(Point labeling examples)
^^^^

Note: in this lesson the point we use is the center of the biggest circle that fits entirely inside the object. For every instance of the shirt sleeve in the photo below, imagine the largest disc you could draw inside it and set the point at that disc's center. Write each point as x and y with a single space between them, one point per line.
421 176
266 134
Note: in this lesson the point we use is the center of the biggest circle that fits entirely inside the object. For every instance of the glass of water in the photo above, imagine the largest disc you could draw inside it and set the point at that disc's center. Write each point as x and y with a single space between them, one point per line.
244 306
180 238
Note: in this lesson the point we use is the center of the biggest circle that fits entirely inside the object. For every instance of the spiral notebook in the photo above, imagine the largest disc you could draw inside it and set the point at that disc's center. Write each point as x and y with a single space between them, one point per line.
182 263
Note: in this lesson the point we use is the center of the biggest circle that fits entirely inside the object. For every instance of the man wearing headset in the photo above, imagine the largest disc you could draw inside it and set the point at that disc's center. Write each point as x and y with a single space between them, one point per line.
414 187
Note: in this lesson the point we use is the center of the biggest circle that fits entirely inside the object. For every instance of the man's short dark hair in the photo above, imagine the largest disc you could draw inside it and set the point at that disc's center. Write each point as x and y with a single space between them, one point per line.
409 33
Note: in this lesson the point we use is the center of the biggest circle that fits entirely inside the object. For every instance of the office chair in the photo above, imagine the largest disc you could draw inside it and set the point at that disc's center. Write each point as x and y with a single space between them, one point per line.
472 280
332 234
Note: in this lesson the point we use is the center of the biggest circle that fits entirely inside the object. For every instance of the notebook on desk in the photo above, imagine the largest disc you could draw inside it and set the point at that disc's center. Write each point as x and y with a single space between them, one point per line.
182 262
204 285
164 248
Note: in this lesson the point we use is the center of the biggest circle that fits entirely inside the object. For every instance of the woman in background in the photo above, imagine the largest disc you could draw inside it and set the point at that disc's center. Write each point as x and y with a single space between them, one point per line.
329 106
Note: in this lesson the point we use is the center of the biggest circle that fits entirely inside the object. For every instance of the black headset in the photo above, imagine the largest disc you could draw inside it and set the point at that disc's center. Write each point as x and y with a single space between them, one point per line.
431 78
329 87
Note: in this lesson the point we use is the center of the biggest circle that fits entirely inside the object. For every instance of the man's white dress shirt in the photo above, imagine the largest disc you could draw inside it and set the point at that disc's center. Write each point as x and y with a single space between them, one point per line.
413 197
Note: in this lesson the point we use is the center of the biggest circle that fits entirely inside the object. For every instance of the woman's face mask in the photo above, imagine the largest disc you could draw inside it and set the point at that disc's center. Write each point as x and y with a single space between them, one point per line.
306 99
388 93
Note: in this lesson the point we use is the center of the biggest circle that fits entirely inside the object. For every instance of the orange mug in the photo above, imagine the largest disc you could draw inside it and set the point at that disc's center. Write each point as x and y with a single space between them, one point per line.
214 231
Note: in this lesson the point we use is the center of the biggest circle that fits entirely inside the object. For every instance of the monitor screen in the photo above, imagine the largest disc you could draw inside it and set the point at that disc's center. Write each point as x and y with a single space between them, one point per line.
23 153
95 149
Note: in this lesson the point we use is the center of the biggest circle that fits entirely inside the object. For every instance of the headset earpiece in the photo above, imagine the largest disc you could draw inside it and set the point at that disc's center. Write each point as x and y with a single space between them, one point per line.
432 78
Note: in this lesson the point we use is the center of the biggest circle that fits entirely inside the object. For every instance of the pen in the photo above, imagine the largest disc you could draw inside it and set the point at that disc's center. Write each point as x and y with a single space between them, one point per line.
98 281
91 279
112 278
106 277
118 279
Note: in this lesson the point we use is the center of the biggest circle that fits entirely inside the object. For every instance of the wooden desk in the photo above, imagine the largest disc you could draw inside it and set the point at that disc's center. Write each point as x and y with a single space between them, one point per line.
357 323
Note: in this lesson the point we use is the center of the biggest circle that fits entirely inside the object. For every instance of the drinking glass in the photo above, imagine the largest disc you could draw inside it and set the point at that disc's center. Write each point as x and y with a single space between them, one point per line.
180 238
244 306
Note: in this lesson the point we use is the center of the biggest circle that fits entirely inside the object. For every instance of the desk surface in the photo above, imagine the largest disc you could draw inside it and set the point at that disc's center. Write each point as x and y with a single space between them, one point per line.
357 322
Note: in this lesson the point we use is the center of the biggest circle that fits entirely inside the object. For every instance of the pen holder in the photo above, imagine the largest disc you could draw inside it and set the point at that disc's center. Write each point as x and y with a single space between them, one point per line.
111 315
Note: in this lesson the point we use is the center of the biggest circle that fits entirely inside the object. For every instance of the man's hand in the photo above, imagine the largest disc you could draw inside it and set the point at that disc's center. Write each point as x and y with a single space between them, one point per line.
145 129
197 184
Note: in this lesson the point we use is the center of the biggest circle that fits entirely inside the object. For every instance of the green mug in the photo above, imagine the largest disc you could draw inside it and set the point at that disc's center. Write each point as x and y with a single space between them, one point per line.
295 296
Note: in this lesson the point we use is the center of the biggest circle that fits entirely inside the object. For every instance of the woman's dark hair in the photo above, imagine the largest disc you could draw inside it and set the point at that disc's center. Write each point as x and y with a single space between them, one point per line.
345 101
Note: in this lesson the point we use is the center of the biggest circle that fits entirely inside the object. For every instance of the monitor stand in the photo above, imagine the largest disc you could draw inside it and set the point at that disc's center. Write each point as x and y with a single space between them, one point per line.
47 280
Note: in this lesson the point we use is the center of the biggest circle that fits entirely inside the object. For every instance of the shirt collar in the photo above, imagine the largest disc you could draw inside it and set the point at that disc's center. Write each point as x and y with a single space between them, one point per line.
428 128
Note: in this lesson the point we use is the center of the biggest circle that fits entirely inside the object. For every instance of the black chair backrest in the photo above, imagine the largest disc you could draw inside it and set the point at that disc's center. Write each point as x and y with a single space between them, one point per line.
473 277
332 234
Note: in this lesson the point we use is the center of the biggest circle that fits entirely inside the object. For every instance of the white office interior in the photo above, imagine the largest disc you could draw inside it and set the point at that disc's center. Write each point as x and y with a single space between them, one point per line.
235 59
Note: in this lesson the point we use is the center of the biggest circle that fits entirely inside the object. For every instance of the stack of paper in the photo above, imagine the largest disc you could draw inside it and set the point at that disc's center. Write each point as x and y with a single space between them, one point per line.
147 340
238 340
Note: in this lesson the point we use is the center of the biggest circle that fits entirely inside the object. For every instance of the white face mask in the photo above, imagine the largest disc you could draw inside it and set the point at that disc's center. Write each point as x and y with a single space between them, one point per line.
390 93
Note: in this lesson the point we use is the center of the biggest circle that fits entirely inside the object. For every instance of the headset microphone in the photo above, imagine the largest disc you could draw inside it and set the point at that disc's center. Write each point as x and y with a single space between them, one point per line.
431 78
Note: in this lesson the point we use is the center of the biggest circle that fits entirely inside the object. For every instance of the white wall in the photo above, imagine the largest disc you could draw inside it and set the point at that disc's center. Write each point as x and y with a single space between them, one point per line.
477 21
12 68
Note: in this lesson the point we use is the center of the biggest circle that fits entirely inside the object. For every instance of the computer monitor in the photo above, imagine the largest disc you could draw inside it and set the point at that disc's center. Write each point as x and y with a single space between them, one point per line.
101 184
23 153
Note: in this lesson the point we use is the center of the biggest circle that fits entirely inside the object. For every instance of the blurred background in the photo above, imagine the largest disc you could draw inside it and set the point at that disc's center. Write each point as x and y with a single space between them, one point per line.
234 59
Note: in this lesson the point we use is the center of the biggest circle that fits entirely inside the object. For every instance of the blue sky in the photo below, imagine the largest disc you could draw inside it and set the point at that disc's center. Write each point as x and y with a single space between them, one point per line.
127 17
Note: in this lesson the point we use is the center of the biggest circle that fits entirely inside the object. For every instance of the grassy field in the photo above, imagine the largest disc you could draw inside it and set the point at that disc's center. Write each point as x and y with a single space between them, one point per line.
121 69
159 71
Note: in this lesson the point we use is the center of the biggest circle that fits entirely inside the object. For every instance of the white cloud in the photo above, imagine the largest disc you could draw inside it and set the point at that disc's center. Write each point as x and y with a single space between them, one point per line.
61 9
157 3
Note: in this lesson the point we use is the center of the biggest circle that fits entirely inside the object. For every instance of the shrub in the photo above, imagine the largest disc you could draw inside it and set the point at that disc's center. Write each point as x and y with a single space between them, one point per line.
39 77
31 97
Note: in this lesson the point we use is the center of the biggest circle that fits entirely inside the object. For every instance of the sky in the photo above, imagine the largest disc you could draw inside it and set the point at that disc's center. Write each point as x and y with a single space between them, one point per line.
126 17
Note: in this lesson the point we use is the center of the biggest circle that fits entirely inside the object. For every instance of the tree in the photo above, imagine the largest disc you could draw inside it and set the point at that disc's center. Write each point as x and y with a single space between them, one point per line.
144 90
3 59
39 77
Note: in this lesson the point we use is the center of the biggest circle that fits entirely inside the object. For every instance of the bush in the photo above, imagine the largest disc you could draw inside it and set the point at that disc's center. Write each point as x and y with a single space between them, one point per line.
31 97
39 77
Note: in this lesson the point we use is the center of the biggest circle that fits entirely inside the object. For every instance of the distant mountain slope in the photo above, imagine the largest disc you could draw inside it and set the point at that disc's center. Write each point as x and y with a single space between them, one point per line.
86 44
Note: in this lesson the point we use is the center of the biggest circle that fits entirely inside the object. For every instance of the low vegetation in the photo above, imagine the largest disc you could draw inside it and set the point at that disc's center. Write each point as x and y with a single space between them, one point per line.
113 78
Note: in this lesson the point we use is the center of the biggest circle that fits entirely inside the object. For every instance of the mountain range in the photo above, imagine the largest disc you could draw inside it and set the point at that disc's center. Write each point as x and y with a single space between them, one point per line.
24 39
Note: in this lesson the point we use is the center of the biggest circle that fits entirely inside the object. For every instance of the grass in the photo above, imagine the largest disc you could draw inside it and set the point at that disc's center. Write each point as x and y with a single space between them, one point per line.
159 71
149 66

^^^^

● **STATED EXERCISE**: Write out the lines above from the one containing "the low vegetation" through the last, exactly as they are.

● **EXERCISE RESULT**:
Note: in this lesson the point we use is the center of the biggest circle that fits entirely inside the object. For every instance of the low vegetation in the photo above, imagine the largest disc you could draw inside it and set the point at that disc's center. Write each point as x and y with a single space between them, one point per line.
113 78
Note: in this lesson the point we use is the center of the biggest circle that fits entirely inside the object. For every instance of the mountain range in the photo above, imagine the largest disc you could draw inside it and set the point at that disc's center. Write each point as x and y with a single space between them, one point per line.
24 39
Note: in this lesson the point we use is the center of the biggest circle that fits entirely inside the object. For every instance of the grass in the photo above, imagine the largest disc you could draw inside it and set the point at that disc's center. Write each point as x and y with a single space between them, one point per line.
159 71
149 66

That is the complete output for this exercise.